Problem requirements – Repeat the rows word for word, starting with the line that contains "the green plant" and ending with the last line of the rows, both included.

Records for the exercise –

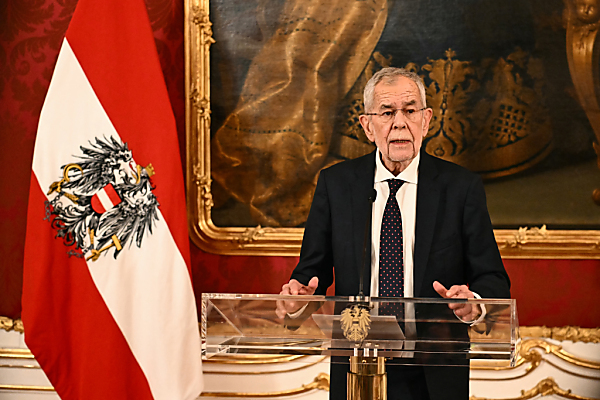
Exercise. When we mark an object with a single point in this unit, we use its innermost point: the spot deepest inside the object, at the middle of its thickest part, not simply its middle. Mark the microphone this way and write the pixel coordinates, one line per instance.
(366, 243)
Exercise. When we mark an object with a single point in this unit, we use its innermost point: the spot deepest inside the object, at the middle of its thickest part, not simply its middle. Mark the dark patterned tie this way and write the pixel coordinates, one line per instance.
(391, 265)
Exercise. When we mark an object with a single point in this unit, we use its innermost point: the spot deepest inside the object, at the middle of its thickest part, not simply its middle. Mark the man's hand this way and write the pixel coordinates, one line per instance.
(293, 287)
(465, 311)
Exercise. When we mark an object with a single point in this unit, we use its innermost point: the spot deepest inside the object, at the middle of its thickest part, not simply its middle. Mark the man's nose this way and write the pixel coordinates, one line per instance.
(399, 120)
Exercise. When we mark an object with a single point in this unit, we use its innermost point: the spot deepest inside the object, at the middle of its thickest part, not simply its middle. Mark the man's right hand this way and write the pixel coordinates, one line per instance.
(293, 287)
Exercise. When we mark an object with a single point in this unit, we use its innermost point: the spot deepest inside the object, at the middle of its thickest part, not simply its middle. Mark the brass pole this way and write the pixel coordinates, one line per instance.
(367, 379)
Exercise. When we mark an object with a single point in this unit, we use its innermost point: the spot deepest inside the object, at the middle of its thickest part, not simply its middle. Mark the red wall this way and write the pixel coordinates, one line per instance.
(548, 292)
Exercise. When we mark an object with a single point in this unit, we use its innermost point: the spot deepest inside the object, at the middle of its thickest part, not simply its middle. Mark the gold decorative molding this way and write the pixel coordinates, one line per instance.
(321, 382)
(571, 333)
(545, 387)
(528, 354)
(16, 354)
(9, 324)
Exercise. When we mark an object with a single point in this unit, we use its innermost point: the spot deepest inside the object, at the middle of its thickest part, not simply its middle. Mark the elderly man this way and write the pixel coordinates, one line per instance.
(437, 221)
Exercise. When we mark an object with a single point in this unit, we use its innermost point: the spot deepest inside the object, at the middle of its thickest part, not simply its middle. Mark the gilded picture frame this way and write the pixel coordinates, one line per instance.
(534, 242)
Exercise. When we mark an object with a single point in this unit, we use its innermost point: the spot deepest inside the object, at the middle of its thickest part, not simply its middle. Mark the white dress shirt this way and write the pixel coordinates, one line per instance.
(407, 201)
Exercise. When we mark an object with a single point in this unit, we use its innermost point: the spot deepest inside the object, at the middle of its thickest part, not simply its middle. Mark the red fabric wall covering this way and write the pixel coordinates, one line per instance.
(548, 292)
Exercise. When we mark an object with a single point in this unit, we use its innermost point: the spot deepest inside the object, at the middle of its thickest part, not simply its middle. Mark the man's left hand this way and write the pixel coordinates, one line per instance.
(464, 311)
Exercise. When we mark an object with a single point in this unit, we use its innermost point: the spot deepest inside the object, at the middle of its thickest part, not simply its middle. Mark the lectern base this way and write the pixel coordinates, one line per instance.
(367, 379)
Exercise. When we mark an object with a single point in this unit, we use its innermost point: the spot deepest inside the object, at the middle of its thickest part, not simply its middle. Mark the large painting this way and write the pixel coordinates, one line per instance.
(275, 90)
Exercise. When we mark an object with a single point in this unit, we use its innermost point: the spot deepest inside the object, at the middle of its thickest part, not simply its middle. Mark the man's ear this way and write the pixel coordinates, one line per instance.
(365, 122)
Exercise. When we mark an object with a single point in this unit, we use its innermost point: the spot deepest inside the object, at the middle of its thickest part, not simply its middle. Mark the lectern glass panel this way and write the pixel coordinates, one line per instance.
(403, 330)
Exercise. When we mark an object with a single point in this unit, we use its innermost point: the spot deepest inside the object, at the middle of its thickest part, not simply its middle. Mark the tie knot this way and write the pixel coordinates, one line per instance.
(394, 185)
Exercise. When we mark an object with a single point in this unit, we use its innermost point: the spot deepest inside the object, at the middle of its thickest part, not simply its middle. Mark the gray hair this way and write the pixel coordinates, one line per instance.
(389, 75)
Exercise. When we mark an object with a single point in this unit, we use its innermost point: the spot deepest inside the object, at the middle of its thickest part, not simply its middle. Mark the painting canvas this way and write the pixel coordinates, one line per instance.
(282, 93)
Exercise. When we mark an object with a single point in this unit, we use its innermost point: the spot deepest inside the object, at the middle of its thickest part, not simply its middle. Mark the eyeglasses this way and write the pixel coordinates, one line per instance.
(411, 114)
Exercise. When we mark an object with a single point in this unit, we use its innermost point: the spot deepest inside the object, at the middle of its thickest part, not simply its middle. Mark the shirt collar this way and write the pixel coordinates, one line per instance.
(410, 174)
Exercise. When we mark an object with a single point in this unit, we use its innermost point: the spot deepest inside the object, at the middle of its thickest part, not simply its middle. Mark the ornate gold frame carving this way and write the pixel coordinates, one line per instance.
(9, 324)
(545, 387)
(535, 242)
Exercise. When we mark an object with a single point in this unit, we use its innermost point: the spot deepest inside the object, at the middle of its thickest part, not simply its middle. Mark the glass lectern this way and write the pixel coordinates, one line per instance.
(367, 332)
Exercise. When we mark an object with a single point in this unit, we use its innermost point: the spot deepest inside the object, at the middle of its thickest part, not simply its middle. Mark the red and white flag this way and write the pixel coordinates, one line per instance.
(108, 305)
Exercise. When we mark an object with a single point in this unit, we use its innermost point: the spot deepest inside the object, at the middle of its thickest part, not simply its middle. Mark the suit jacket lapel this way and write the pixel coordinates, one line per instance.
(361, 189)
(428, 195)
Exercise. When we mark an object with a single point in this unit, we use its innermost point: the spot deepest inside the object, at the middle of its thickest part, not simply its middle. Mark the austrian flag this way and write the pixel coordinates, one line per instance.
(108, 305)
(105, 199)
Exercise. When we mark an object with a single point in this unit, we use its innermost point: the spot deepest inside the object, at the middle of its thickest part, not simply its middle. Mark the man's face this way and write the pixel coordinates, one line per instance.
(399, 140)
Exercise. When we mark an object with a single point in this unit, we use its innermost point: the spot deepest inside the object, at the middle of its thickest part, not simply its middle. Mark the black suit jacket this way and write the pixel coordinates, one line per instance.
(454, 240)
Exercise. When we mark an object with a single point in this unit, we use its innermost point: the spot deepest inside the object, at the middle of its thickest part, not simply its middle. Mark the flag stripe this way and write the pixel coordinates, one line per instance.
(108, 87)
(74, 319)
(97, 40)
(153, 264)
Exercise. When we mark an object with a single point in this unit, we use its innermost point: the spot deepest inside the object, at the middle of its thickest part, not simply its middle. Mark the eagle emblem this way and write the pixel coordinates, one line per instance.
(355, 322)
(103, 201)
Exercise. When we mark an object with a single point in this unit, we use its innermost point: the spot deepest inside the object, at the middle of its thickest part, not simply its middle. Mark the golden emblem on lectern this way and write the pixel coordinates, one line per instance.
(355, 322)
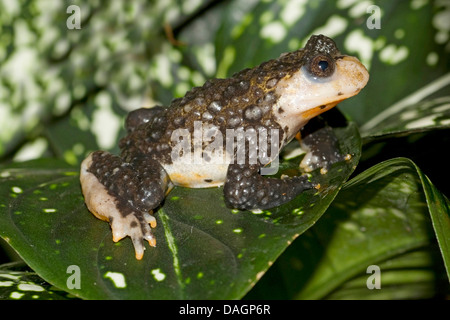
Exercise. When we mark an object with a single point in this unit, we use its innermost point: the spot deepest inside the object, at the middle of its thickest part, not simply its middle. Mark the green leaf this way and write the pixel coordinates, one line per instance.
(381, 217)
(204, 250)
(18, 282)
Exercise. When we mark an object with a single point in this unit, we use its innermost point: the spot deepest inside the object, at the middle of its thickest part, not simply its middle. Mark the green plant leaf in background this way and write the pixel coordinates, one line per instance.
(381, 217)
(204, 250)
(17, 281)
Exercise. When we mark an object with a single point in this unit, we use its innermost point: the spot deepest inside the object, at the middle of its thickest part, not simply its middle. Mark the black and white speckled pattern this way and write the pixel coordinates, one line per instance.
(246, 189)
(282, 94)
(137, 186)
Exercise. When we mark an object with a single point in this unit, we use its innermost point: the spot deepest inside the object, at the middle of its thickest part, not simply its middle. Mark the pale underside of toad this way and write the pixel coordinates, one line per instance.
(275, 99)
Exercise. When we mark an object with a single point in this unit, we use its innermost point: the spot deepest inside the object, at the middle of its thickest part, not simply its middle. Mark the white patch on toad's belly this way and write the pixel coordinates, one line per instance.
(197, 175)
(201, 172)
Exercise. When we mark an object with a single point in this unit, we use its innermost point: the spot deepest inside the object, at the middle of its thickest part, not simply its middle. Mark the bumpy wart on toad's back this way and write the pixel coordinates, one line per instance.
(280, 95)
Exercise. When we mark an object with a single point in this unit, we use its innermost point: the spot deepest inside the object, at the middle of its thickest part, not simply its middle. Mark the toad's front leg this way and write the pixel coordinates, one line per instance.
(124, 194)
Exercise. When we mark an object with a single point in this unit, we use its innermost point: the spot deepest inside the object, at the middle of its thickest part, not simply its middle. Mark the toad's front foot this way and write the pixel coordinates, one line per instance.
(124, 194)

Task solution –
Exercise. When we mark an object with a single point in this unit, we use its innermost point: the spot deepest inside the object, at the middle of its thickest part, not simply its middle. Mark the green plant leaf in background this way and write the pixel coordinates, one line per instance.
(381, 217)
(204, 250)
(17, 281)
Exercise. When we mark an object with a single point in this unit, we use its innermost point: the spot deepest inside the object, at the middle of its thickest part, not simply its middle. Mark the black and white speckled pattern this way and write the pixel coordinates, one line per instance.
(246, 189)
(282, 94)
(137, 186)
Exercise. When we mark an object with a single point in this unit, we use its innermost point: the spot deepest inside the object, at the middle of its thickest part, not simply its middle. Mark the pale underside of toad this way and write the pixel coordinates, one line per instance.
(275, 99)
Exercise. When we mark an object with a single point in this unit, we use its innermost point: the spot deepest inside the object, at the middle of its thickest part, not simply its middle. Mark the white patch on toad's belly this way and write the pixel coordinates, one line per instance.
(197, 175)
(201, 172)
Exercise. When we mark an object with a single point in this unit, we use its innermost point: the spot deepest inside the object, at the middle of its thickest part, not simply its middle. Mark the bumpy wart on toad's back this way and write the pixel coordinates, one line per instance.
(280, 95)
Exercise. When we mark an object with a single point in this unit, we use its innermost point: the spot deepest inside the object, at the middle of its thickest part, not simply its middle. Mark the toad's front leg this way and write the pixel coordinates, one line per instance.
(124, 194)
Exercise. When we mark an object with a single point in this unit, we use its innermost point: the spot deepest inside the object, at the middle of its thickest part, not simply its middle. Mark the toad's front foot this way and write the pixel coordinates, one line per instance.
(124, 194)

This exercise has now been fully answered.